> _Text block_:
3. Backing material?
4. Leader?
5. Reel?
6. etc.

bigredbobber
02-20-2011, 09:01 PM
No brands to suggest. I'll let others do that. This is more of a what to look for post.

1.If you want to fish for speckled trout, bass and bream, a 7wt. will do fine. If you plan to fish for redfish mostly, go for an 8wt., but I'd start with 7wt. You can catch anything with it but you just have to be careful. Heavier weight rods: 10wt-12wt take more practice to throw, are heavier, and unless you plan on fishing only for bull reds, mahi, dolphin, tuna, etc. don't bother going over 8wt. 8-1/2 to 9 foot rods are best. Look for IM6 or IM7 graphite, 2-piece rods. Like conventional rods, make sure the grip fits your hand right, and the rod has at least 1 guide per foot in length, preferably 1 more.

2. Find a matching weight fly line for the rod you buy. Ex: 7wt. rod needs a 7wt. rated flyline. Best thing for what we fish is a weight forward, floating tip line. They are the easiest to learn to cast when you start.

3. Dacron is the industry standard as a backing material, but there are other options. Most will use 20lb. - 30lb. test depending upon the weight chosen.

> _What to do_:
1 - Pull out each line of the records that contains the string "hand". Case counts.
2 - Carry on the fly-fishing gear post from its last sentence onward.

> _Dataset entries_:
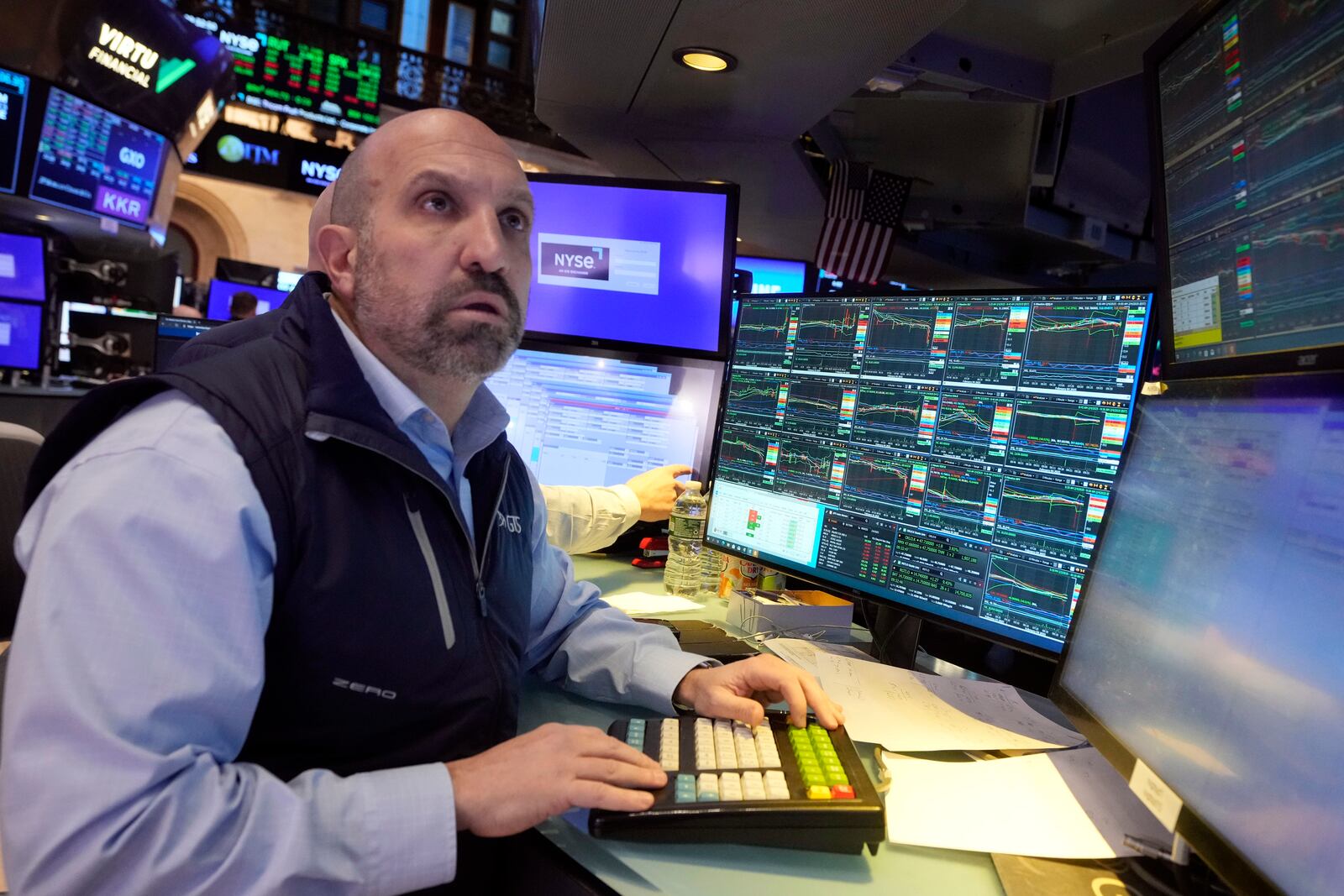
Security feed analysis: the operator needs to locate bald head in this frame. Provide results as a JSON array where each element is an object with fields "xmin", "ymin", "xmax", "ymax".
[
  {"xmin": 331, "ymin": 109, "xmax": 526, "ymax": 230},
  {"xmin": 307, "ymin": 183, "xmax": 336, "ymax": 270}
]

--

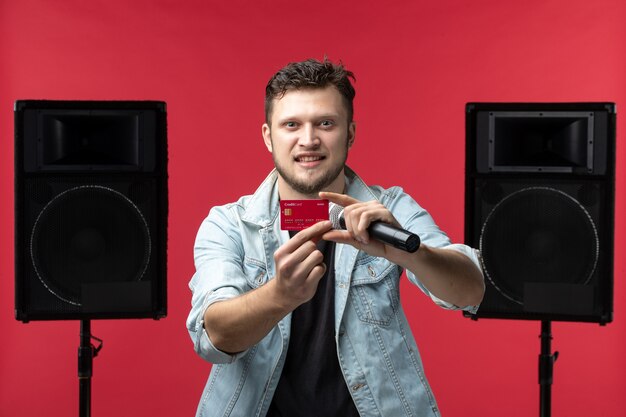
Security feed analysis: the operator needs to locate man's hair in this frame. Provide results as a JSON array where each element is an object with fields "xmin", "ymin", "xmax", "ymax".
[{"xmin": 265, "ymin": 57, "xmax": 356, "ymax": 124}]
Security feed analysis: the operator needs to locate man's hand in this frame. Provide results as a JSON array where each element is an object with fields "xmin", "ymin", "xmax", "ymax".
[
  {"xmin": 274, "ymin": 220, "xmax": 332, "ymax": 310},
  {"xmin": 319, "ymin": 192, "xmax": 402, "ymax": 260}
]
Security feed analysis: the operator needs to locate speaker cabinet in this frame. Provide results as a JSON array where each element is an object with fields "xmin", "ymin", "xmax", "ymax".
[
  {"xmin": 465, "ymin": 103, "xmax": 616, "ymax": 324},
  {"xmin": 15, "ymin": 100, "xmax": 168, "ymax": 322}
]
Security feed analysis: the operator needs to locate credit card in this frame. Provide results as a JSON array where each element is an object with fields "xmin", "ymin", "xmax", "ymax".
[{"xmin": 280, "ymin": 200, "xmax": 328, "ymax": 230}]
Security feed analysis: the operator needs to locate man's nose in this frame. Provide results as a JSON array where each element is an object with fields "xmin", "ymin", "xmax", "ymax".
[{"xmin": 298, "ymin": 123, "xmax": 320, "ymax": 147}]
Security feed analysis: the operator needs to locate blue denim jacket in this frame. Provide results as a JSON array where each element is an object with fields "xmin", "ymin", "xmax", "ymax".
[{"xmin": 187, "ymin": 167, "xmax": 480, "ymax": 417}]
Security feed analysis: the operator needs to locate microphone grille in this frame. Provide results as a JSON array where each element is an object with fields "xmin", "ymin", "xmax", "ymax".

...

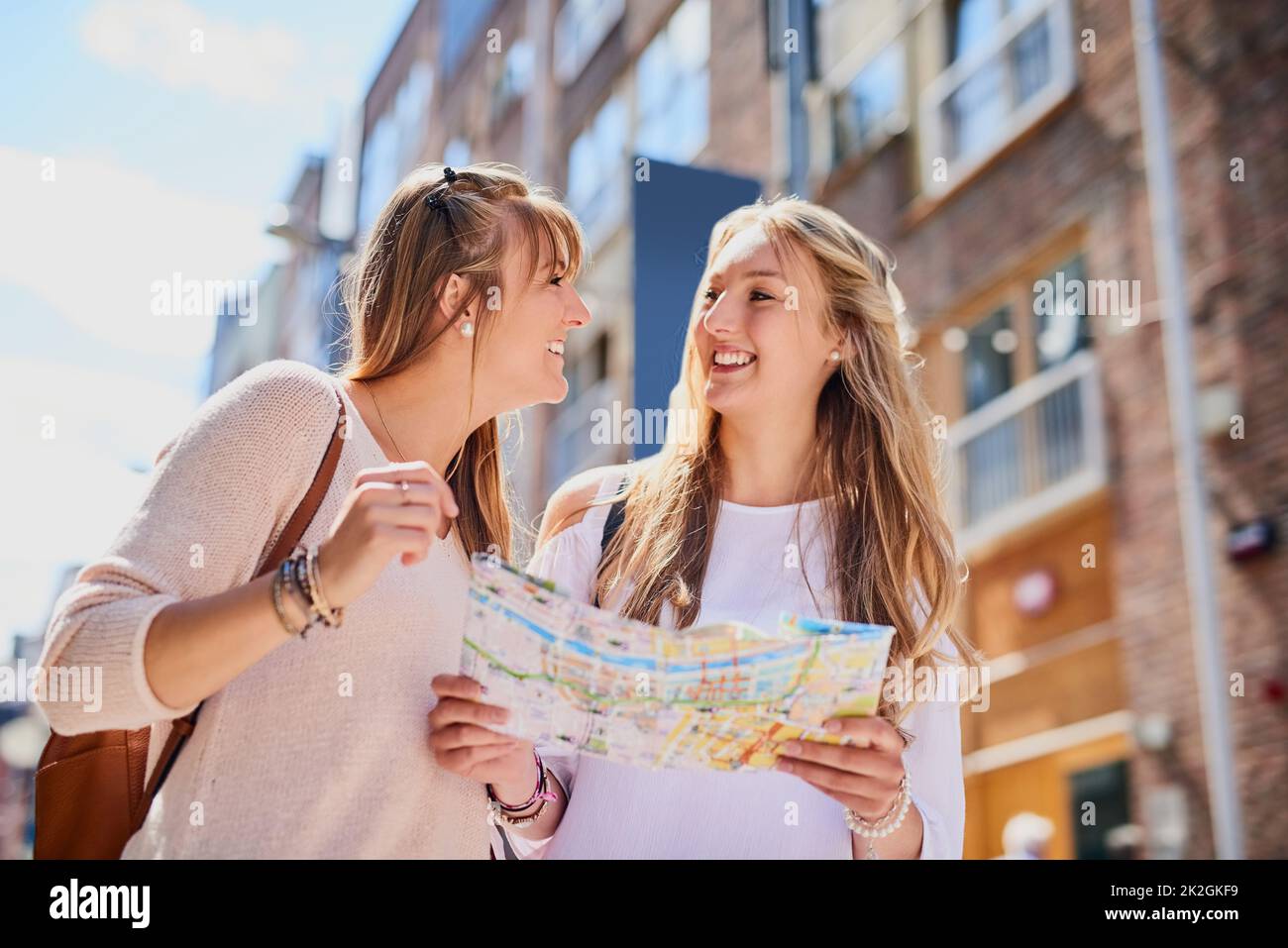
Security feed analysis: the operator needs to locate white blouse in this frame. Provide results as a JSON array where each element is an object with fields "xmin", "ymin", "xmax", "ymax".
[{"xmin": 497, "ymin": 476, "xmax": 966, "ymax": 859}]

> _Task answers_:
1 -
Security feed analysis: the operator needs to locate man's hand in this frame. Provide results as a JSON array where each element is an object with fields "xmin", "ymin", "xmax", "ymax".

2 -
4. Leaders can be made from regular monofilament for topwater and slightly submerged presentations or sometimes fluorocarbon, so it will sink more. Premade ones are rated by max. weight expected to be caught. There is a chart that tells you what the numbers translate to somewhere. There are redfish leaders and bass leaders and of course trout leaders. What I learned is that redfish need shorter, stronger leaders than catching trout, which normally like a longer leader and of course, lighter test. I buy several kinds at Academy, etc. but end up making my own, too, since they only last a day or two fishing.

5. Two things to make sure of when you select a reel: A. make sure it has a REAL drag and not just the click pawl version. B. buy one with a large arbor spool because it will be faster picking up line when you reel your first red in. Of course, saltwater versions are better but you can get away with a freshwater reel if you take care of it: rinse it off every trip and regular maintenance.

6. Buy line dressing and cleaner. It'll help the line glide through the guides MUCH better and it protects the line from salt, sun and rot. Clean it often.
6+ Buy a floatant spray or jelly to put on any hair poppers and on small floating flies, if you freshwater fish.
Buy a couple of DVDs from Scientific Angler which teach you how to set everything up and how to cast, too.
6+ Go ahead and buy and use VOSI, whether it's the stick on foam or whatever you are partial to.
6+ Don't let other people's preconceived notions on the whole "flyfishing world" change how and what you fish with. As long as you catch fish and are happy, who cares, right? You'll see what I'm talking about. Or just ask Catch.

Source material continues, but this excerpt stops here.